◆ **CONSEGNA**: Riporti sotto forma di tabella Markdown, con le colonne "Posizione" e "Testo", tutte le righe delle voci seguenti, dalla riga che contiene "instance of carved" fino alla riga che contiene "684,240,868,497", entrambe comprese. Indichi in ogni riga della tabella il numero progressivo e il testo della riga, tralasciando le righe vuote.

Esempi di rilevamento
---+---
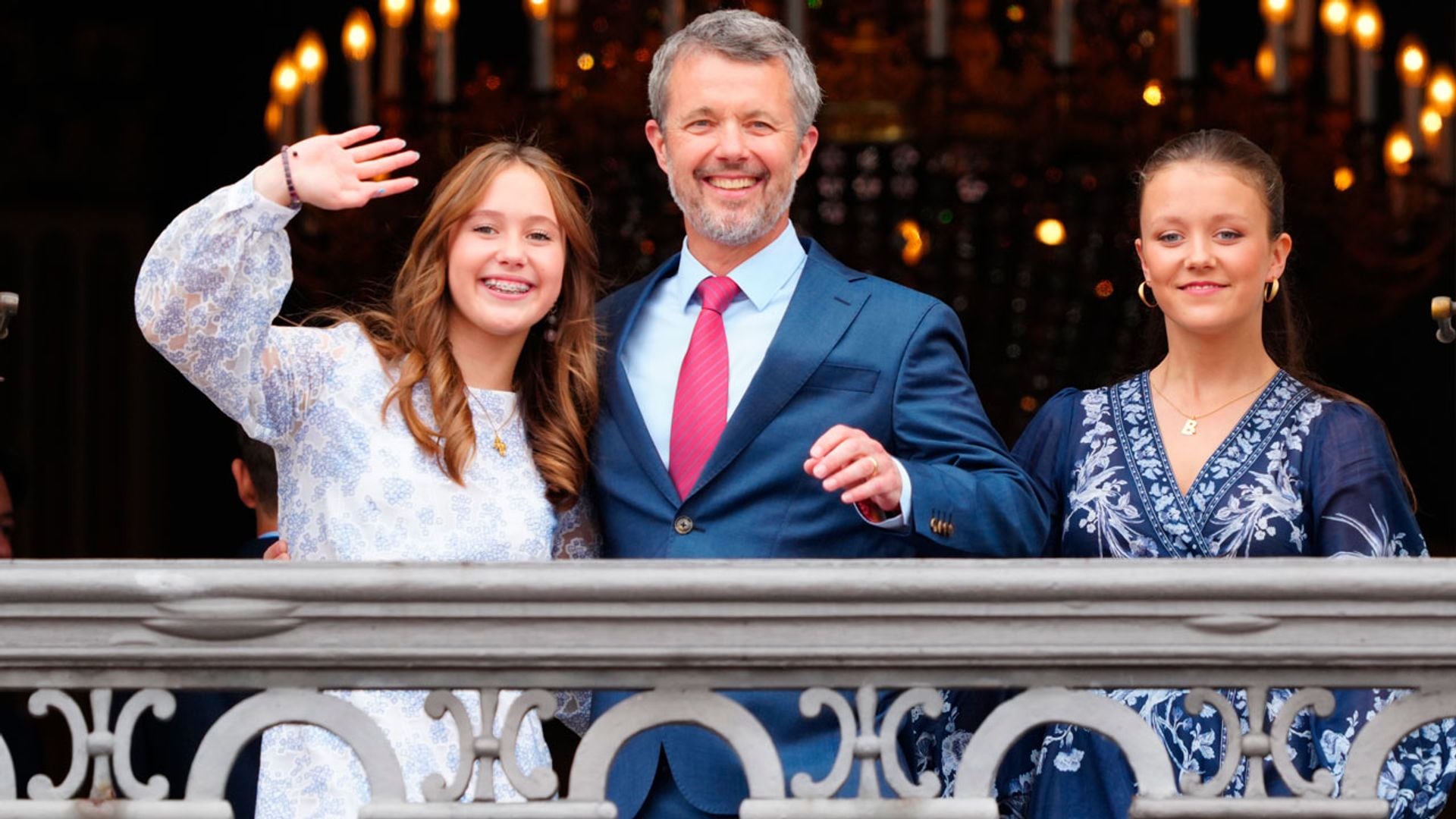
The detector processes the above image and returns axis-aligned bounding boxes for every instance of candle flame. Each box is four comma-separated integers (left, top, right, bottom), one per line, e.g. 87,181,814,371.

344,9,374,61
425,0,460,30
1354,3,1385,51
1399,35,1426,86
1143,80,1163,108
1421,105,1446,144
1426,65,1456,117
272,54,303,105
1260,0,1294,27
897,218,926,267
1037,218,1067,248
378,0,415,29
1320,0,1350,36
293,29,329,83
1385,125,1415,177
---+---
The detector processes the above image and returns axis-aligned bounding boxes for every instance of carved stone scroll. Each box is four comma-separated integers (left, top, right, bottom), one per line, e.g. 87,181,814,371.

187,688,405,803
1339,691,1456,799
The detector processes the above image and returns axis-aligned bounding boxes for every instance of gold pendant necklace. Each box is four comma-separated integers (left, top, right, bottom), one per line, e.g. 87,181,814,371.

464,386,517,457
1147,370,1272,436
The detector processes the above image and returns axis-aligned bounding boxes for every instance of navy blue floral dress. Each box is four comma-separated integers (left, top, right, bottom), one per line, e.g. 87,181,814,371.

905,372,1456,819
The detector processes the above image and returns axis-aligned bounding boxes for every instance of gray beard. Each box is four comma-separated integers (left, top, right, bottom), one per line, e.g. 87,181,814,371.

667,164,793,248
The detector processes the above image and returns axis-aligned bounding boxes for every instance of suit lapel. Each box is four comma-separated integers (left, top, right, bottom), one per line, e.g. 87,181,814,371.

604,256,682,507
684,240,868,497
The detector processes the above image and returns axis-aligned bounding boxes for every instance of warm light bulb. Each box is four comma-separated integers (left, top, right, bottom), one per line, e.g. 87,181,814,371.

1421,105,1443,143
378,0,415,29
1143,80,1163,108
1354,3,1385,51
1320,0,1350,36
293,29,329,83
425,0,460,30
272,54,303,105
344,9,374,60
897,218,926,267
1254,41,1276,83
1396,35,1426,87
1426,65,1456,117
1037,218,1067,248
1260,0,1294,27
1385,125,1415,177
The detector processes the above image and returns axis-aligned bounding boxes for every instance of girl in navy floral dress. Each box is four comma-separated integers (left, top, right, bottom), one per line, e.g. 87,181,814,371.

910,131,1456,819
---+---
◆ **RISPOSTA**:
| Posizione | Testo |
|---|---|
| 1 | The detector processes the above image and returns axis-aligned bounding boxes for every instance of carved stone scroll. Each box is four comma-separated integers (left, top, right, bottom), one per line, e.g. 87,181,814,371. |
| 2 | 187,688,405,803 |
| 3 | 1339,691,1456,799 |
| 4 | The detector processes the above image and returns axis-aligned bounding boxes for every instance of gold pendant necklace. Each box is four comma-separated integers (left, top, right, bottom), one per line, e.g. 87,181,814,371. |
| 5 | 464,386,517,457 |
| 6 | 1147,370,1272,436 |
| 7 | The detector processes the above image and returns axis-aligned bounding boxes for every instance of navy blue floral dress. Each box is four comma-separated integers (left, top, right, bottom), one per line, e.g. 87,181,814,371. |
| 8 | 905,372,1456,819 |
| 9 | The detector processes the above image and returns axis-aligned bounding boxes for every instance of gray beard. Each box is four comma-separated integers (left, top, right, bottom), one per line, e.g. 87,181,814,371. |
| 10 | 667,164,793,248 |
| 11 | The detector processes the above image and returns axis-aligned bounding boxes for every instance of suit lapel. Each box is four comma-separated integers (left, top, right, bottom), one per line, e.g. 87,181,814,371. |
| 12 | 604,256,682,507 |
| 13 | 684,240,868,497 |